_Records from a pointing dataset_.
━━━━━━━━━━
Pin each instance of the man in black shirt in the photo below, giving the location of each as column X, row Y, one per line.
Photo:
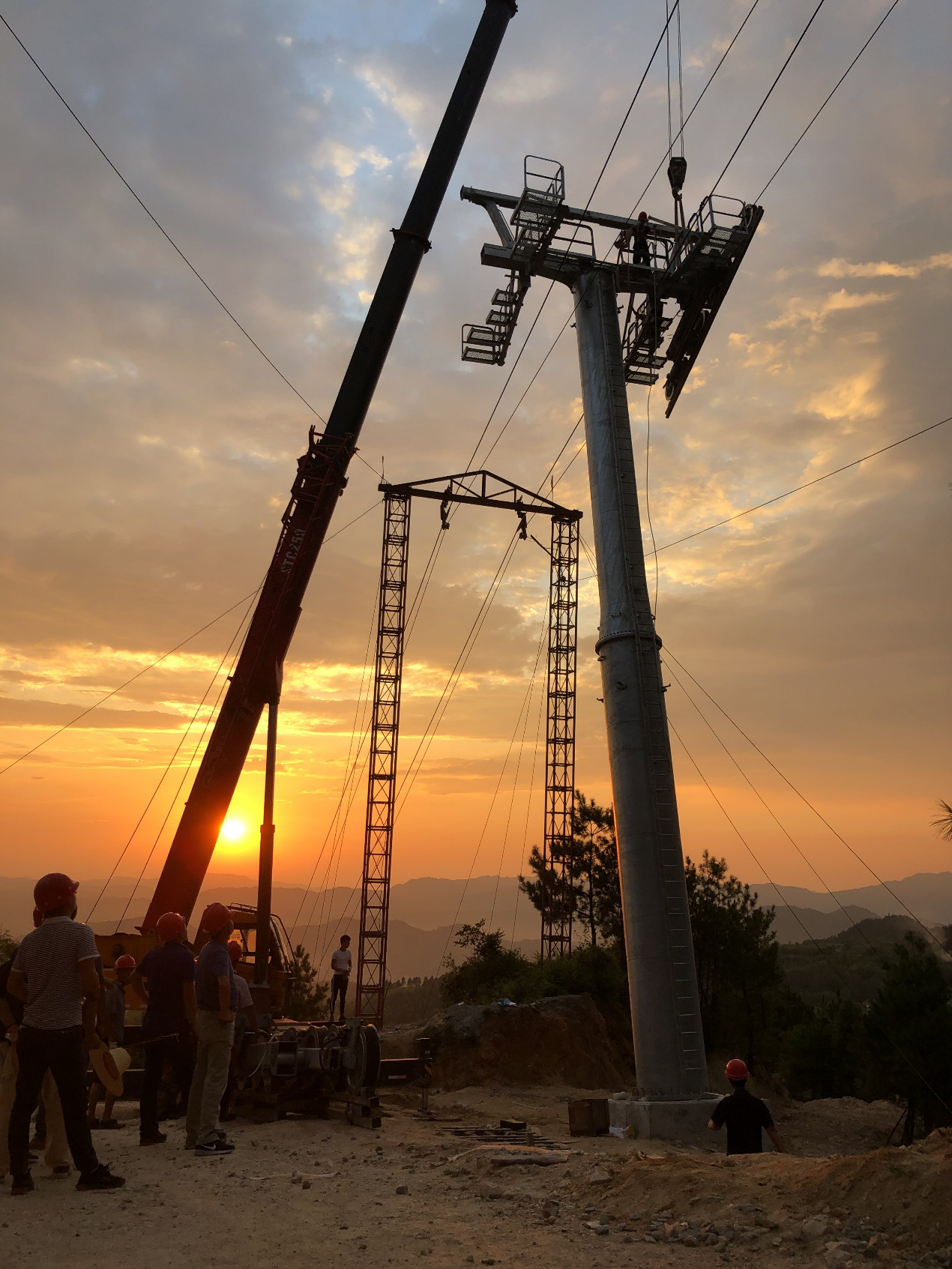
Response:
column 744, row 1115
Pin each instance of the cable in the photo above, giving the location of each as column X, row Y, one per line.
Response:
column 827, row 99
column 188, row 765
column 122, row 686
column 798, row 489
column 794, row 913
column 803, row 798
column 701, row 95
column 770, row 810
column 174, row 756
column 161, row 230
column 780, row 73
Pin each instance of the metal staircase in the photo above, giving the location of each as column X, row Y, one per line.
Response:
column 641, row 339
column 536, row 220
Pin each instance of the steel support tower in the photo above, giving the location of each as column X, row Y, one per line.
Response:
column 690, row 267
column 474, row 489
column 381, row 776
column 558, row 914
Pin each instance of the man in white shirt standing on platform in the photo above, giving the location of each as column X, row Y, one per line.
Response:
column 340, row 975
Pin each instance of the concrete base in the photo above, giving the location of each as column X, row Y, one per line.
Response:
column 682, row 1121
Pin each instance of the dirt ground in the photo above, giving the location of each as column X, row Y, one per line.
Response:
column 322, row 1190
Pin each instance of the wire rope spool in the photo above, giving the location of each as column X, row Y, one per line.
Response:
column 366, row 1070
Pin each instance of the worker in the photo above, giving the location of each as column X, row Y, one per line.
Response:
column 115, row 1031
column 339, row 975
column 53, row 1140
column 245, row 1025
column 165, row 979
column 636, row 238
column 216, row 996
column 53, row 974
column 744, row 1115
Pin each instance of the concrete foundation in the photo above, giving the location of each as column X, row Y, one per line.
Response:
column 677, row 1121
column 682, row 1120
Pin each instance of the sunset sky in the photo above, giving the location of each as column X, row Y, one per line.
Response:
column 148, row 448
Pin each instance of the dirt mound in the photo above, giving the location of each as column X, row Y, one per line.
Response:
column 900, row 1199
column 564, row 1040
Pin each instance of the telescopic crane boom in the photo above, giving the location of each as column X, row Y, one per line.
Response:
column 322, row 476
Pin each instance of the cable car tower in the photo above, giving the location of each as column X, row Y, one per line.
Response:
column 675, row 276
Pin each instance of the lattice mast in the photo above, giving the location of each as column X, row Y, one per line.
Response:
column 560, row 738
column 474, row 489
column 381, row 777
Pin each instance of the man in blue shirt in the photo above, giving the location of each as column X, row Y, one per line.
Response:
column 166, row 980
column 216, row 996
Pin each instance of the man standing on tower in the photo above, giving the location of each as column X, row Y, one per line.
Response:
column 340, row 975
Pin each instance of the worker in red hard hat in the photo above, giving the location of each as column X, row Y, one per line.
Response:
column 635, row 238
column 115, row 1028
column 744, row 1115
column 55, row 976
column 216, row 996
column 165, row 979
column 245, row 1025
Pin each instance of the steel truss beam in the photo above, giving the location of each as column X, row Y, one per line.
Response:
column 475, row 489
column 560, row 736
column 381, row 780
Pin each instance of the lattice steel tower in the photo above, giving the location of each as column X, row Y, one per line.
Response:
column 472, row 489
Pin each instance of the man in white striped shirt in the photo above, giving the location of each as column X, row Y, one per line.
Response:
column 55, row 975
━━━━━━━━━━
Please reproduce all of the records above word for word, leaving out the pictures.

_Expected answer_.
Pin each instance of the man in black shirt in the photo below, giving the location of each as column X, row Y, one per line.
Photo:
Response:
column 744, row 1115
Pin each instance of the cable in the photo above, giving the location of each as column X, row Y, one per line.
Response:
column 827, row 99
column 188, row 765
column 122, row 686
column 798, row 489
column 794, row 913
column 803, row 798
column 701, row 95
column 770, row 810
column 174, row 756
column 161, row 230
column 780, row 73
Pin each instance of the metal staircase in the photo above, giving the location of each as column X, row Y, one per line.
Response:
column 641, row 339
column 536, row 220
Pin each instance of the steel support tower in the photo above, giving the location of each as column X, row Y, one per line.
Response:
column 690, row 267
column 474, row 489
column 381, row 776
column 558, row 914
Pin each instance of the man in white shirt standing on platform in the photo above, giving the location of each as column X, row Y, one per line.
Response:
column 340, row 975
Pin each instance of the concrete base in the photo above, giving the location of each as column X, row Y, one per line.
Response:
column 682, row 1121
Pin each instance of the dirt ground in the photo above, giving the location of each as column X, row Y, one per line.
Response:
column 322, row 1190
Pin each instance of the wire rope spool in the photo above, giving the location of each as column X, row Y, one per line.
Response:
column 366, row 1070
Pin each instance of the worker in the photo above, giving the location of each as column X, row Y, one per line.
Response:
column 115, row 1031
column 339, row 975
column 53, row 1140
column 245, row 1025
column 165, row 979
column 636, row 238
column 216, row 996
column 53, row 974
column 744, row 1115
Pin each instance of the concrete foundation in the photo above, giving the location of each as column X, row Y, one per line.
Response:
column 677, row 1121
column 682, row 1120
Pin each instance of the sunset sky in the photo above, giving the location of each as column X, row Y, one per line.
Response:
column 148, row 448
Pin each instance of the dirt mound in the photo above, giving the location of each as column X, row Y, one per line.
Response:
column 900, row 1199
column 564, row 1040
Pin each instance of the telescopic crane boom in the photo above, giving the location of each as column X, row Y, one per line.
Response:
column 322, row 476
Pin each instance of the cable car tower in the photo above, giving the location of each as column X, row Y, one per line.
Response:
column 675, row 276
Pin each instance of the lattice mast in the photo above, giving the location of each as column X, row Y, one per line.
Response:
column 560, row 738
column 474, row 489
column 381, row 777
Pin each instance of the man in blue shirt in the photo above, giving the location of each as column X, row Y, one per line.
Response:
column 166, row 980
column 216, row 996
Pin each instance of the man standing on tower in the photo above, giving the location of each as column X, row Y, one per line.
Response:
column 340, row 975
Pin each instance of the worker in red hard hat in the photo above, giving the location of each as column X, row Y, one per line.
Response:
column 635, row 238
column 115, row 1028
column 744, row 1115
column 55, row 976
column 216, row 996
column 165, row 979
column 245, row 1025
Pin each instance of the steel truss beam in the photo above, giving the location of each as column X, row Y, one per line.
Response:
column 475, row 489
column 560, row 736
column 381, row 780
Pin each instance of the lattice steel tower in the photo above, giving the location of each as column X, row Y, one per line.
Response:
column 472, row 489
Pin each instance of the man in white striped shirt in the photo above, giving the location of each as column X, row Y, one per line.
Response:
column 55, row 975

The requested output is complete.